* [Task set]:
(1) Set down everything in the pyTivo forum thread from "Lol, they are" down to "TiVo policing you!", copied word for word.
(2) Write the next part of the pyTivo forum thread, picking up after its final line.

* [Text extract]:
┌──

I mean selecting the recording via the share in "My Shows" and initiating the transfer that way.


----------



## mr_smits (Dec 17, 2009)

lpwcomp said:


> I mean selecting the recording via the share in "My Shows" and initiating the transfer that way.


I don't understand the scenario you are explaining to me for "pulling" content to Tivo. Tivo doesn't automatically see all the shared content on my network for me to pull it to the Tivo box and then watch on my tv.

How can I pull content? Using the Tivo desktop software with published folders?


----------



## eboydog (Mar 24, 2006)

mr_smits said:


> Goodbye, troll


Lol, they are technically right but I would guess such was offered out of humor and not trolling.

As described, pushing causes it to copy protected which is due to the manner how pytivo pushes it and lack of other published api's to accomplish a "push", it's not TiVo policing you!

Setup a share in pytivo that's holds the rip, go to the TiVo and select that share and recording and 'pull" it. No problem that way.


----------



## lpwcomp (May 6, 2002)

eboydog said:


> Setup a share in pytivo that's holds the rip, go to the TiVo and select that share and recording and 'pull" it. No problem that way.





mr_smits said:


> I don't understand the scenario you are explaining to me for "pulling" content to Tivo. Tivo doesn't automatically see all the shared content on my network for me to pull it to the Tivo box and then watch on my tv.
> 
> How can I pull content? Using the Tivo desktop software with published folders?


There has to be at least one share defined for you to push. It _*should*_ show up at the bottom of "My Shows". Post your pyTivo.conf file (after editing it to remove security data like IDs and passwords). Post it between "CODE" tags to preserve the formatting.


----------



## mr_smits (Dec 17, 2009)

└──

* [Dataset content]:
┌──

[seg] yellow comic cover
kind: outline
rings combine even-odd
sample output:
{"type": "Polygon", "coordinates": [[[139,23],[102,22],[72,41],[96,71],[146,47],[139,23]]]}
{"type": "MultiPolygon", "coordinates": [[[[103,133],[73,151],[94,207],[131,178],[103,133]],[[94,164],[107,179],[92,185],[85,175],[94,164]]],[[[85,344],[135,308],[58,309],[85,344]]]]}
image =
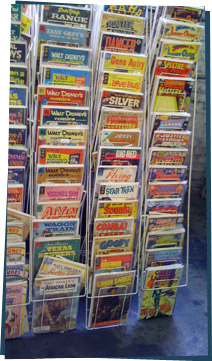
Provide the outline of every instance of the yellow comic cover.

└──

* [Answers for this exercise]:
(1)
Lol, they are technically right but I would guess such was offered out of humor and not trolling.

As described, pushing causes it to copy protected which is due to the manner how pytivo pushes it and lack of other published api's to accomplish a "push", it's not TiVo policing you!

(2)
lpwcomp said:


> There has to be at least one share defined for you to push. It _*should*_ show up at the bottom of "My Shows". Post your pyTivo.conf file (after editing it to remove security data like IDs and passwords). Post it between "CODE" tags to preserve the formatting.


Ah yes. This sounds familiar. It may be because I always watch tv on my Tivo Mini, and I cannot pull shows from it (to the Roamio). From the Mini I can see the folder but not inside it.


----------



## lpwcomp (May 6, 2002)

mr_smits said:


> Ah yes. This sounds familiar. It may be because I always watch tv on my Tivo Mini, and I cannot pull shows from it (to the Roamio). From the Mini I can see the folder but not inside it.


That makes sense. Another factor to consider when deciding whether to replace a full TiVo with a Mini.


----------



## mr_smits (Dec 17, 2009)

lpwcomp said:


> That makes sense. Another factor to consider when deciding whether to replace a full TiVo with a Mini.


Yes. Definitely a downside to having a Mini.


----------



## JWhites (May 15, 2013)

Wait I'm confused. So if I move to a cable company that uses all H.264 or MPEG4 channels, I won't be able to use the Stream even though I _will_ be able to use the TiVo Premiere/Roamio?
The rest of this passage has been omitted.